INSTRUCTIONS TO FOLLOW: Copy the listing from its first line through the line containing "point(519, 40)", swapping "broad oval leaf" for "wide oval leaf" and leaving everything else unchanged. Omit the pictures.

DATA LINES:
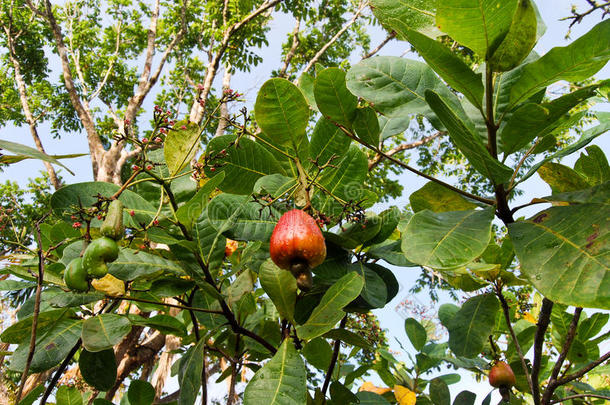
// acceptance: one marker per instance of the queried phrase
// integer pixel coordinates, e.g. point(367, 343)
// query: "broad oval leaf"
point(239, 218)
point(281, 287)
point(329, 310)
point(446, 64)
point(282, 111)
point(466, 139)
point(103, 331)
point(333, 98)
point(447, 239)
point(471, 325)
point(488, 22)
point(51, 348)
point(282, 381)
point(416, 333)
point(564, 253)
point(519, 40)
point(132, 264)
point(180, 146)
point(243, 163)
point(575, 62)
point(98, 368)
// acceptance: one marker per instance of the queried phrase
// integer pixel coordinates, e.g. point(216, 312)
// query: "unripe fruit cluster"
point(100, 252)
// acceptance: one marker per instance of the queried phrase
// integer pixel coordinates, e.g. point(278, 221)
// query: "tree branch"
point(405, 146)
point(381, 45)
point(292, 50)
point(411, 169)
point(334, 39)
point(505, 310)
point(543, 323)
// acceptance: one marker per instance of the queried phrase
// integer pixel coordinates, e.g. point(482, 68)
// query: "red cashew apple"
point(297, 244)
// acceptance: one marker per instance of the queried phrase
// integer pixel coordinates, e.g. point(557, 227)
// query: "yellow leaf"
point(109, 285)
point(404, 396)
point(368, 386)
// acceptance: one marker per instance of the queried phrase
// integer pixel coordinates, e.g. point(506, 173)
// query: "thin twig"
point(39, 283)
point(411, 169)
point(513, 335)
point(333, 360)
point(543, 323)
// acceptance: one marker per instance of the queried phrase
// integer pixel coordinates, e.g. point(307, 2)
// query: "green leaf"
point(281, 111)
point(68, 396)
point(416, 14)
point(181, 144)
point(533, 120)
point(584, 140)
point(370, 398)
point(210, 242)
point(70, 198)
point(436, 198)
point(318, 353)
point(282, 381)
point(345, 180)
point(366, 125)
point(575, 62)
point(448, 239)
point(519, 41)
point(593, 166)
point(189, 375)
point(562, 252)
point(439, 392)
point(103, 331)
point(446, 64)
point(467, 140)
point(25, 152)
point(465, 398)
point(348, 337)
point(51, 347)
point(281, 287)
point(20, 331)
point(133, 264)
point(166, 324)
point(239, 218)
point(561, 178)
point(396, 86)
point(98, 369)
point(328, 141)
point(192, 209)
point(140, 393)
point(305, 83)
point(471, 325)
point(333, 98)
point(243, 164)
point(480, 25)
point(416, 333)
point(329, 310)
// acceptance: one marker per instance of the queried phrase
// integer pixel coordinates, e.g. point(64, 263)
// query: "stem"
point(543, 323)
point(579, 396)
point(59, 372)
point(552, 385)
point(375, 149)
point(167, 304)
point(505, 309)
point(333, 360)
point(39, 282)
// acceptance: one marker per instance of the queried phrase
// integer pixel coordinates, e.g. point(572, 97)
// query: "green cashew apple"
point(75, 275)
point(98, 253)
point(112, 227)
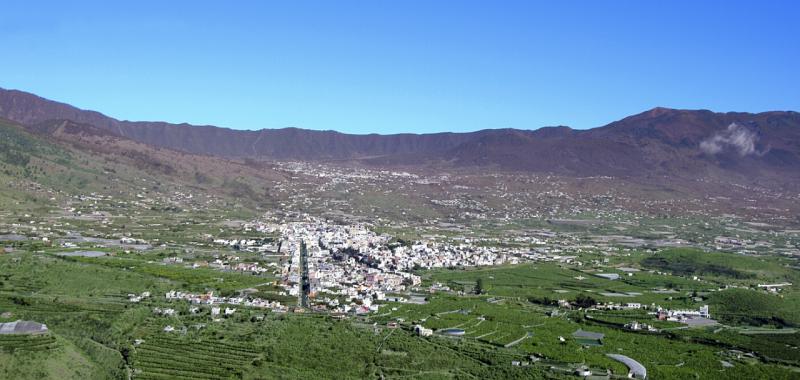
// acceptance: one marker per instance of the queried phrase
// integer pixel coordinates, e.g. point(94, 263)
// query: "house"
point(422, 331)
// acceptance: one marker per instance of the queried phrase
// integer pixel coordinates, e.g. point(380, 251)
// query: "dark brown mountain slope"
point(657, 143)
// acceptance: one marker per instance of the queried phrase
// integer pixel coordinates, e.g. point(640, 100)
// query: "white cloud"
point(735, 137)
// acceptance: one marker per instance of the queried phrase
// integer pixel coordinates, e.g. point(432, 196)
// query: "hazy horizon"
point(412, 68)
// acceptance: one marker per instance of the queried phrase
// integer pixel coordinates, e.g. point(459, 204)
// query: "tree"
point(584, 301)
point(479, 286)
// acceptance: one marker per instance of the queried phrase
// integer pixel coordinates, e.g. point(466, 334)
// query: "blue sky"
point(402, 66)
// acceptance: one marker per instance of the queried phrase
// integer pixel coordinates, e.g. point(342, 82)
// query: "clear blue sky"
point(402, 66)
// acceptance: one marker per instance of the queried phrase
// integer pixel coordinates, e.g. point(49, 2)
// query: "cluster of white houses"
point(210, 299)
point(351, 267)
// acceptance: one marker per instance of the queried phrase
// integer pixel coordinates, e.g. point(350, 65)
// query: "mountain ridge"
point(659, 141)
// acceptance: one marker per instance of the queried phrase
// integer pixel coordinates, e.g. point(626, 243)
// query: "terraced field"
point(166, 358)
point(26, 343)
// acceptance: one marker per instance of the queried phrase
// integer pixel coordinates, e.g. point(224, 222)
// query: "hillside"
point(662, 142)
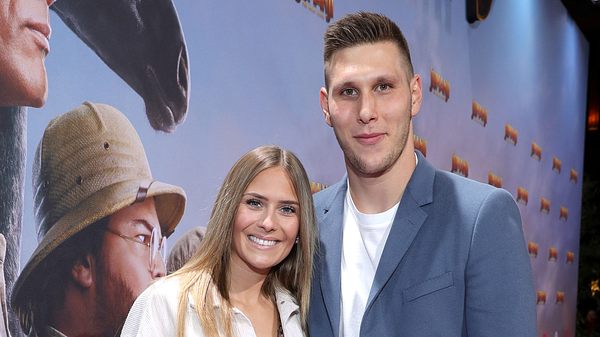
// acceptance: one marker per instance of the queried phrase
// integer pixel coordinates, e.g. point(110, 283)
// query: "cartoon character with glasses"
point(102, 222)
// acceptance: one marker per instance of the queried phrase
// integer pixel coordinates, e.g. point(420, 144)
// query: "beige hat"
point(90, 164)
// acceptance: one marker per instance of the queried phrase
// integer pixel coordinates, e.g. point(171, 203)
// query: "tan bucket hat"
point(90, 164)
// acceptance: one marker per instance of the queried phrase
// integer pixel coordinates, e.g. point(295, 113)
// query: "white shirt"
point(154, 313)
point(363, 239)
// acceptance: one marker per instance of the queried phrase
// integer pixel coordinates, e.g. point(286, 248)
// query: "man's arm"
point(500, 296)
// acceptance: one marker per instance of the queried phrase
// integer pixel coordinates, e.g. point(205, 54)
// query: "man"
point(24, 34)
point(406, 250)
point(101, 221)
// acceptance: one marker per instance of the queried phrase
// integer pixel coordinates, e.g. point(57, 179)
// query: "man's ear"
point(416, 94)
point(82, 271)
point(324, 100)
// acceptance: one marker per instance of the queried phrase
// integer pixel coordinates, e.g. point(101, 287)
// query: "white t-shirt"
point(363, 239)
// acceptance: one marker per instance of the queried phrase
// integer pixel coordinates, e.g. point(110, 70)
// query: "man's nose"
point(159, 269)
point(367, 112)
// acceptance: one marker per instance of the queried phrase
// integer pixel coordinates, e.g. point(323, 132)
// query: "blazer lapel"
point(407, 222)
point(330, 218)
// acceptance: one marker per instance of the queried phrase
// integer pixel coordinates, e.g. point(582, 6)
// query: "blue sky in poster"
point(256, 68)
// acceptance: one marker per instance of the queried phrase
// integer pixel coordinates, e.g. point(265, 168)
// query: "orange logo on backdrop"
point(494, 180)
point(439, 86)
point(564, 213)
point(522, 195)
point(479, 113)
point(536, 152)
point(420, 144)
point(556, 164)
point(316, 187)
point(323, 8)
point(460, 166)
point(545, 205)
point(510, 134)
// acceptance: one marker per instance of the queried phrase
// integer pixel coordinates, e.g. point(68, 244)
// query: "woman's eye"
point(145, 239)
point(253, 202)
point(288, 209)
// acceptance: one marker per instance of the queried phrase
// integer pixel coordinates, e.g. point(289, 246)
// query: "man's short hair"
point(362, 28)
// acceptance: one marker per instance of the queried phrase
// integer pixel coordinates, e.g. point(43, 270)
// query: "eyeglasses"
point(157, 244)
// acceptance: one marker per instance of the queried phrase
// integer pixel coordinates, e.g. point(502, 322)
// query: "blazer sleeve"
point(500, 297)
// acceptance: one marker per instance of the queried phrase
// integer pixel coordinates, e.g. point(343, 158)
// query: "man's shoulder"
point(466, 191)
point(325, 196)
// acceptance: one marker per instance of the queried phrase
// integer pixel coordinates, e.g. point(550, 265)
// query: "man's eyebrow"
point(141, 222)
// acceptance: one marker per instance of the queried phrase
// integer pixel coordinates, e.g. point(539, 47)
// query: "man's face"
point(370, 102)
point(24, 34)
point(124, 269)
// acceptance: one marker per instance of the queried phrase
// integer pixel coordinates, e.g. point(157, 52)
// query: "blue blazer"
point(454, 264)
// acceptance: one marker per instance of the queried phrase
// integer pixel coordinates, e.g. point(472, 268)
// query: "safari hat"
point(90, 164)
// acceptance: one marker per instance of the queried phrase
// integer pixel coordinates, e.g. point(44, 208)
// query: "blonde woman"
point(252, 275)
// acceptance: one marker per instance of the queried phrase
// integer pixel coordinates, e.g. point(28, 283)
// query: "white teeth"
point(261, 241)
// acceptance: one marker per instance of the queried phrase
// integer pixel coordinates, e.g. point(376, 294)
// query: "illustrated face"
point(124, 267)
point(24, 34)
point(266, 223)
point(369, 104)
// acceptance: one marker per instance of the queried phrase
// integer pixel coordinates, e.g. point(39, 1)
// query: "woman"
point(252, 275)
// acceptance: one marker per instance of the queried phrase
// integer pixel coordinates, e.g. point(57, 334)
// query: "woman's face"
point(266, 223)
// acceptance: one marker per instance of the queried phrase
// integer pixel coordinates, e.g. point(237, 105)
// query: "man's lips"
point(42, 32)
point(369, 138)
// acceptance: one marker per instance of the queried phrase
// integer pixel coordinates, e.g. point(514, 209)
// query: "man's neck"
point(376, 194)
point(74, 316)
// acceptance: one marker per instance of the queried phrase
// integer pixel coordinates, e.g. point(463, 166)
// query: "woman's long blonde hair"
point(207, 272)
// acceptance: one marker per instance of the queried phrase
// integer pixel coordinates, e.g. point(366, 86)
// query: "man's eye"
point(383, 87)
point(349, 92)
point(288, 209)
point(253, 203)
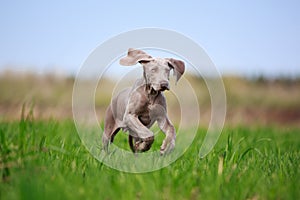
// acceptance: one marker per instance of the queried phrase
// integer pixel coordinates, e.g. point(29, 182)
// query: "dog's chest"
point(146, 117)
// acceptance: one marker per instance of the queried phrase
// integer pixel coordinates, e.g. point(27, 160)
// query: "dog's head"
point(156, 70)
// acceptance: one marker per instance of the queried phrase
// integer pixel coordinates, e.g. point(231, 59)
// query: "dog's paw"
point(167, 147)
point(144, 144)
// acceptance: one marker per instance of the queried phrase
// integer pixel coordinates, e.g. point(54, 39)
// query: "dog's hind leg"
point(110, 129)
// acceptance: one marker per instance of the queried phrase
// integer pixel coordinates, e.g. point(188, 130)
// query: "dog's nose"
point(164, 85)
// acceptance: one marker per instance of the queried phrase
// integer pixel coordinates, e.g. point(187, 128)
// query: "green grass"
point(46, 160)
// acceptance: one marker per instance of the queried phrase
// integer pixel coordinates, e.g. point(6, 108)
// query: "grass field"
point(46, 160)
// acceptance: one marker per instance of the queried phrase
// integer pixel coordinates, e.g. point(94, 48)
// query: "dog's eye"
point(154, 70)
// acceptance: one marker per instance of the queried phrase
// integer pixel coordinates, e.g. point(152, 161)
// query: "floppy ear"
point(134, 56)
point(178, 67)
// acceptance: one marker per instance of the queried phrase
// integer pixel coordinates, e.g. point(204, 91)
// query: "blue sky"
point(241, 37)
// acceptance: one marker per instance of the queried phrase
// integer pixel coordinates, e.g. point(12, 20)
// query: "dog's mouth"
point(159, 88)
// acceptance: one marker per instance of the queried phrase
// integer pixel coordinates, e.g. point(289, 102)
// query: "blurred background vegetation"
point(250, 101)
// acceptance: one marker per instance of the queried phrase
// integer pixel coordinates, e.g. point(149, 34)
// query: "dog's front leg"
point(134, 124)
point(169, 142)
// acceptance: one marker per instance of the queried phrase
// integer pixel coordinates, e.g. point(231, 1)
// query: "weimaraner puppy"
point(137, 108)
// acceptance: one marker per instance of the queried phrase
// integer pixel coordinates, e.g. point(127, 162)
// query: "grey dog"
point(137, 108)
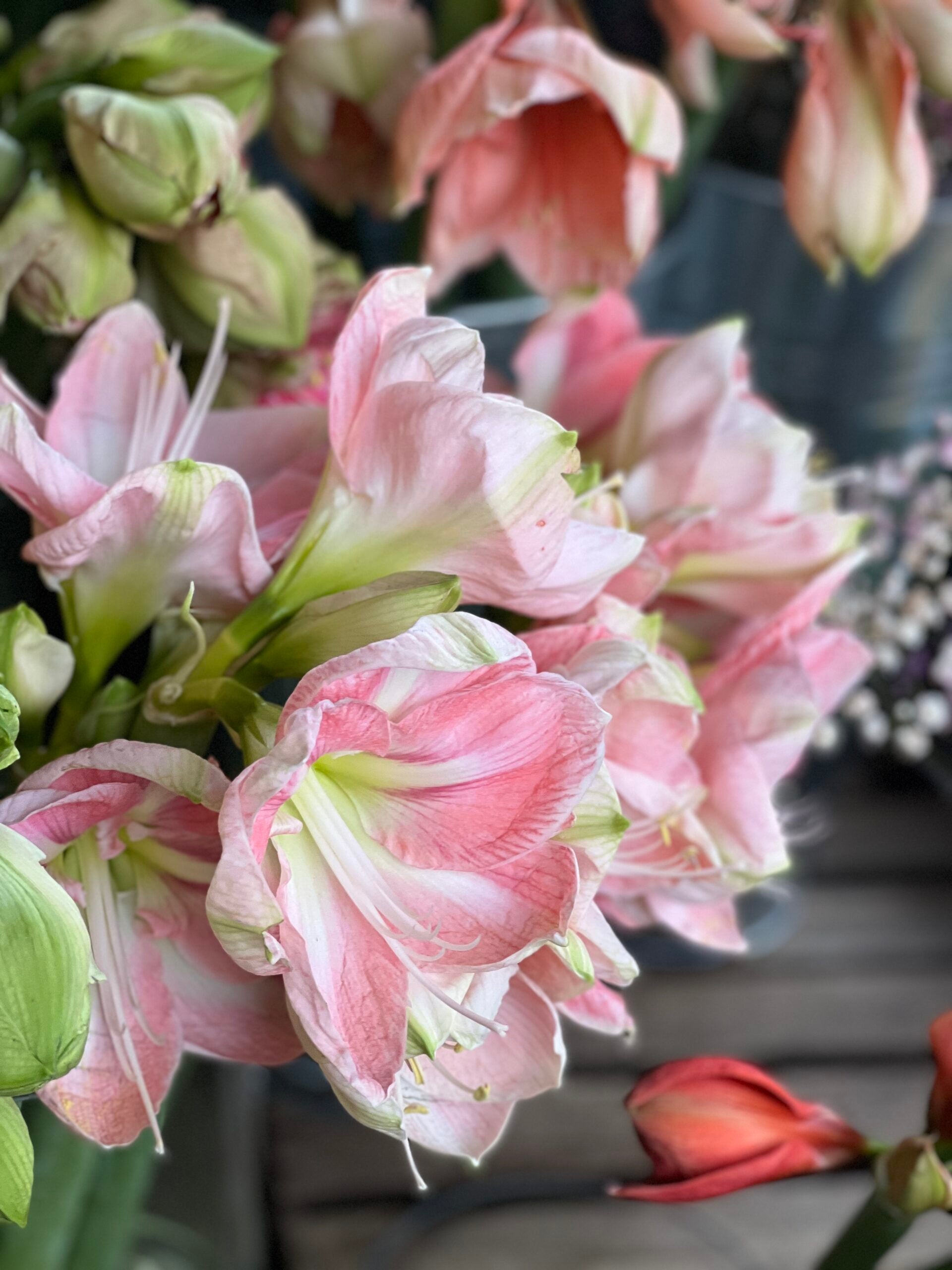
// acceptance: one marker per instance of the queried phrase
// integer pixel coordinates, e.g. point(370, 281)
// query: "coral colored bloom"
point(696, 767)
point(137, 493)
point(714, 478)
point(398, 840)
point(715, 1126)
point(941, 1098)
point(857, 173)
point(345, 73)
point(737, 28)
point(130, 831)
point(543, 148)
point(429, 472)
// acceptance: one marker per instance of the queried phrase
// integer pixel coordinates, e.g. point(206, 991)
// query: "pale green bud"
point(84, 268)
point(913, 1179)
point(155, 164)
point(12, 166)
point(9, 729)
point(30, 226)
point(198, 55)
point(16, 1165)
point(262, 258)
point(339, 624)
point(48, 967)
point(76, 42)
point(35, 667)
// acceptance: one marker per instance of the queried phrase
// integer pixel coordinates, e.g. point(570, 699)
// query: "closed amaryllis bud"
point(82, 270)
point(9, 728)
point(75, 42)
point(197, 54)
point(155, 164)
point(927, 28)
point(913, 1179)
point(35, 667)
point(941, 1098)
point(857, 172)
point(262, 258)
point(31, 224)
point(714, 1126)
point(48, 960)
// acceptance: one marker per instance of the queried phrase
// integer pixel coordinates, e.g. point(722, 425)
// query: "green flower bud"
point(16, 1165)
point(9, 728)
point(48, 967)
point(12, 166)
point(198, 55)
point(35, 667)
point(339, 624)
point(30, 226)
point(76, 42)
point(913, 1179)
point(155, 164)
point(84, 268)
point(262, 258)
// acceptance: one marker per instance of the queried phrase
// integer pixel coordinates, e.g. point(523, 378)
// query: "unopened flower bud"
point(35, 667)
point(83, 268)
point(913, 1179)
point(155, 164)
point(48, 963)
point(198, 54)
point(78, 41)
point(262, 258)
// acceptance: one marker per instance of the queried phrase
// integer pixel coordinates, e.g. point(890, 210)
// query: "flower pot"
point(866, 364)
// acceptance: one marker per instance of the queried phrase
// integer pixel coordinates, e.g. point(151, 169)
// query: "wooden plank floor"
point(839, 1012)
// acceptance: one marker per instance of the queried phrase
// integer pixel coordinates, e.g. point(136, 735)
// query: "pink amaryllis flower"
point(429, 472)
point(398, 840)
point(857, 173)
point(545, 148)
point(714, 478)
point(715, 1126)
point(139, 493)
point(130, 831)
point(696, 765)
point(345, 73)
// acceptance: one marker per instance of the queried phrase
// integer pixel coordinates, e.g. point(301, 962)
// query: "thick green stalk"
point(876, 1228)
point(64, 1180)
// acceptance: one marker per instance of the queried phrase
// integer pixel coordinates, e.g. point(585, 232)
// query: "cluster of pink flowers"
point(412, 877)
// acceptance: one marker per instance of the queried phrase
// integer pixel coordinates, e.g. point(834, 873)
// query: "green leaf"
point(16, 1164)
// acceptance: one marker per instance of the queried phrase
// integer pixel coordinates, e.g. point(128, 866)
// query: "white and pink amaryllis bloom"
point(398, 841)
point(545, 148)
point(137, 493)
point(696, 765)
point(719, 483)
point(130, 831)
point(428, 472)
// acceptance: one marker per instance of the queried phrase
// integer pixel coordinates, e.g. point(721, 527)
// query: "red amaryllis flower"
point(714, 1126)
point(941, 1098)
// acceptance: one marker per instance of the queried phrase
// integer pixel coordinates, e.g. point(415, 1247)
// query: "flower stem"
point(874, 1231)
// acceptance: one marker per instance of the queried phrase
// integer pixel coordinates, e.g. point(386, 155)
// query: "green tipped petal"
point(48, 967)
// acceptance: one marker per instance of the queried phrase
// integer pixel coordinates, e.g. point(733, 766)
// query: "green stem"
point(874, 1231)
point(64, 1180)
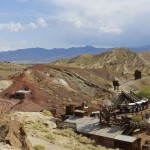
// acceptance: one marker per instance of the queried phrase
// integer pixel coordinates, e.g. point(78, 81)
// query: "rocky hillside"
point(56, 87)
point(121, 60)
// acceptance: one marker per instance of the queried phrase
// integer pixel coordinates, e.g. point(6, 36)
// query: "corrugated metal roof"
point(125, 138)
point(91, 125)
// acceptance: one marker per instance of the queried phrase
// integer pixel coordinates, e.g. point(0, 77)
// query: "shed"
point(127, 142)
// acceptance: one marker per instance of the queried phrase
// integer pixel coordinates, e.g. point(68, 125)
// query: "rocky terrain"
point(86, 78)
point(53, 86)
point(121, 60)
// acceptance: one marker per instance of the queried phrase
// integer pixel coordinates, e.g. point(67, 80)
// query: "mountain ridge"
point(122, 60)
point(48, 55)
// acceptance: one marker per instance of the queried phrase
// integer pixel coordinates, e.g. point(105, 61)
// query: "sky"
point(72, 23)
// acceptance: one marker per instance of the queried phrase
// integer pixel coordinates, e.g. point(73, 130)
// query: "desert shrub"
point(36, 126)
point(39, 147)
point(144, 93)
point(47, 112)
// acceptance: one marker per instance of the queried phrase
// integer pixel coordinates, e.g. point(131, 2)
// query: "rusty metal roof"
point(125, 138)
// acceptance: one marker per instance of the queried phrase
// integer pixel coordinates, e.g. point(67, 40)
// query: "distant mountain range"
point(122, 60)
point(34, 55)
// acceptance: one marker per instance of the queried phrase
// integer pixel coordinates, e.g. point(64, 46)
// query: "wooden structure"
point(137, 74)
point(21, 94)
point(116, 84)
point(129, 103)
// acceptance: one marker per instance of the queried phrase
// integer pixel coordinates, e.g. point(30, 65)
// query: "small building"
point(109, 136)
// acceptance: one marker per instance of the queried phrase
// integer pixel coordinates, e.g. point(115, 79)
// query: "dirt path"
point(135, 85)
point(4, 84)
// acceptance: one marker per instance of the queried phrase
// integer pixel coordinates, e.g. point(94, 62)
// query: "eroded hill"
point(121, 60)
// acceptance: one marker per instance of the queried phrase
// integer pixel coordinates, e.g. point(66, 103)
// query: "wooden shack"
point(137, 74)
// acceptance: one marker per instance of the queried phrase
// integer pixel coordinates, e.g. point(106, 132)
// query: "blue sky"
point(67, 23)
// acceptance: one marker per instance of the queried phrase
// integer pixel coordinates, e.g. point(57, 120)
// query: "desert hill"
point(83, 78)
point(121, 60)
point(55, 87)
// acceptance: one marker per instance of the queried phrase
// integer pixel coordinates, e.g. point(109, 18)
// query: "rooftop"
point(90, 125)
point(125, 138)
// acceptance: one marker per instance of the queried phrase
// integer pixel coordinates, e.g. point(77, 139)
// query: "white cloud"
point(41, 22)
point(107, 16)
point(13, 45)
point(21, 1)
point(15, 27)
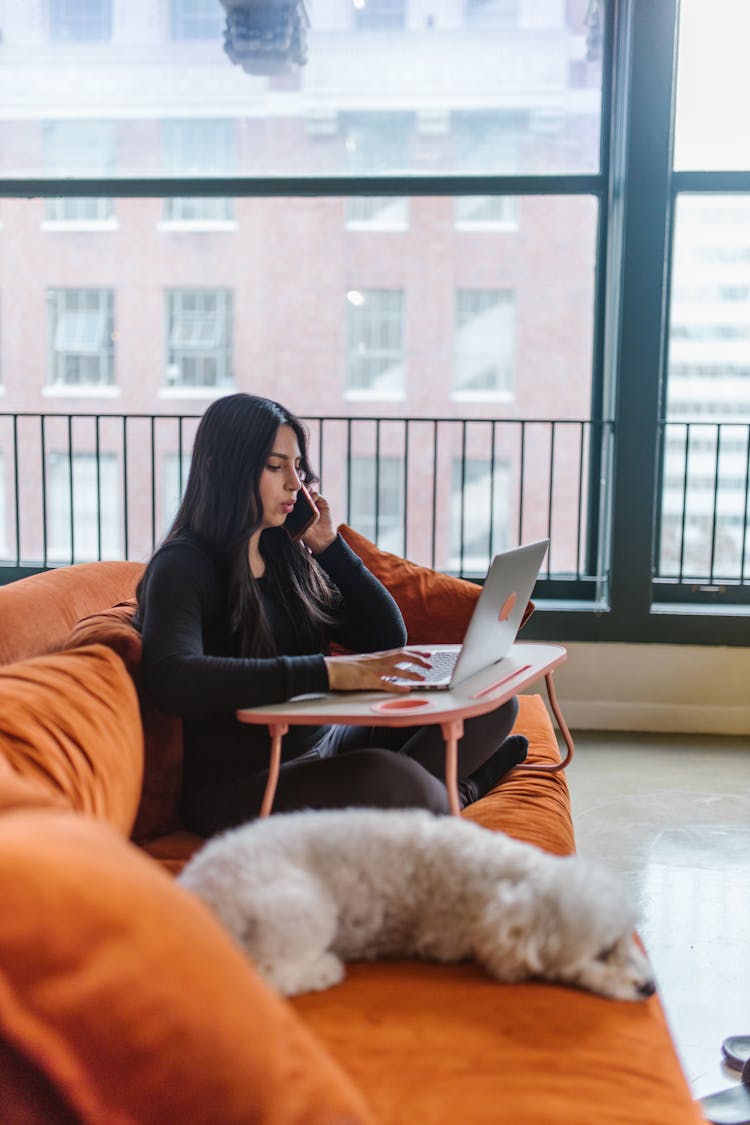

EXERCISE ANSWER:
// acceptance: one marker per instance of the queried phrase
// integer pixel coordinates, e.g. point(367, 343)
// query: "wide oval leaf"
point(239, 218)
point(281, 287)
point(329, 310)
point(446, 64)
point(282, 111)
point(466, 139)
point(103, 331)
point(333, 98)
point(447, 239)
point(471, 325)
point(488, 22)
point(51, 348)
point(282, 381)
point(416, 333)
point(564, 253)
point(519, 40)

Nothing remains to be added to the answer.